• [Data]:

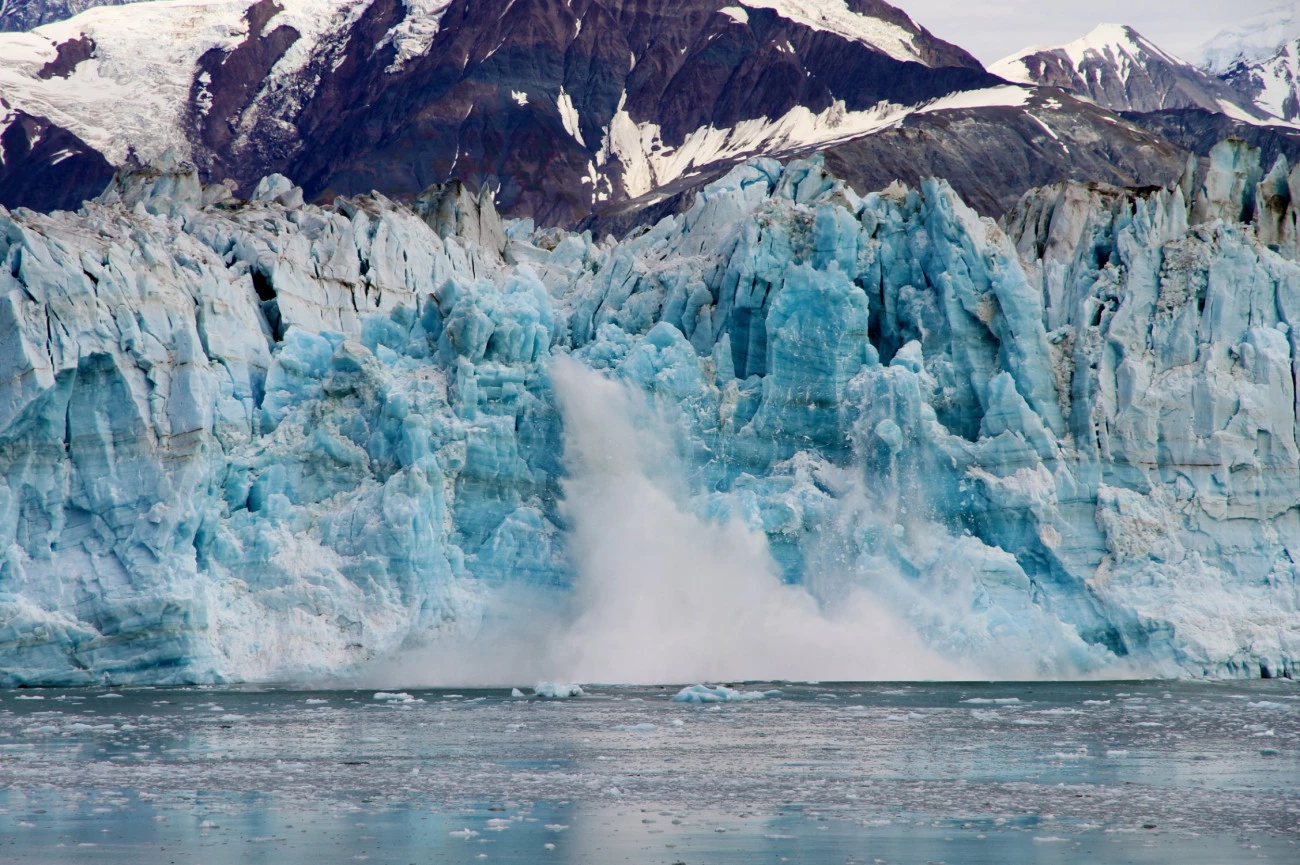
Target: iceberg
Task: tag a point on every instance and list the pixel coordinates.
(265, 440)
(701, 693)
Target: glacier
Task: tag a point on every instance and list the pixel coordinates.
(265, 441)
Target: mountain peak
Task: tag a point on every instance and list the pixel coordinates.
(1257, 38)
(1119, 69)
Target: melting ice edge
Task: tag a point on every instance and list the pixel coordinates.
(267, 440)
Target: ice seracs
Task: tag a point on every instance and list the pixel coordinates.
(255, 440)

* * *

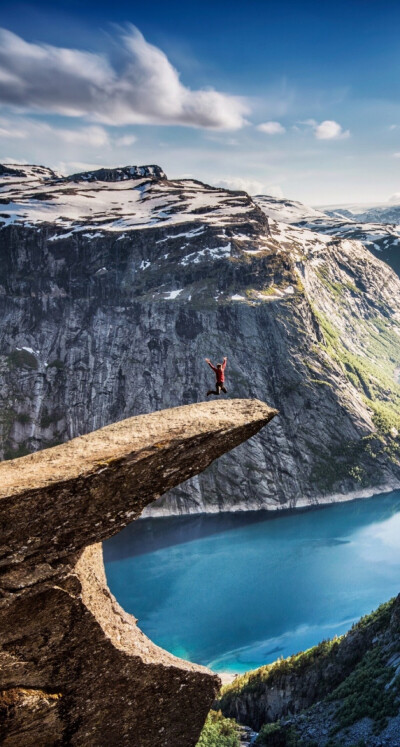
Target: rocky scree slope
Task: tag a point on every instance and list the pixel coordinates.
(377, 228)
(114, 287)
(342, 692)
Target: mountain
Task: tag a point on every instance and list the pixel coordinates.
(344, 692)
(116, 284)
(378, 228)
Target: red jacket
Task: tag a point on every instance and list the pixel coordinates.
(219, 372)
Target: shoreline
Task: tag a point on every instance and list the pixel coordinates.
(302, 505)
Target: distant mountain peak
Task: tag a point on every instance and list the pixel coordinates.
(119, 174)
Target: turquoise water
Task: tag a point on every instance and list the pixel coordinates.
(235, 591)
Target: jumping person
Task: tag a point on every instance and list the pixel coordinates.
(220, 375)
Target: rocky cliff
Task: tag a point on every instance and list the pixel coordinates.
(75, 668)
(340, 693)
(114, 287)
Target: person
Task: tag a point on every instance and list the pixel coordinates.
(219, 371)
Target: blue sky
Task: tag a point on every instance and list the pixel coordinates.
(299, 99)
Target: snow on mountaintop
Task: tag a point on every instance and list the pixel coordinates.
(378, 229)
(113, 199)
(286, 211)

• [Activity]: In the entries above, one line contains "Target: red jacket" and another contains "Target: turquoise water". Reproduce exactly those two lines and the lines between them, nothing else.

• [Answer section]:
Target: red jacket
Task: tag a point on every instance and list the pixel coordinates.
(219, 372)
Target: shoreline
Task: tag a point on every instance and list the pixel coordinates.
(302, 505)
Target: distant mountain peak
Task: tag a point on every instance and list the pixel coordinates.
(119, 174)
Target: turquoise water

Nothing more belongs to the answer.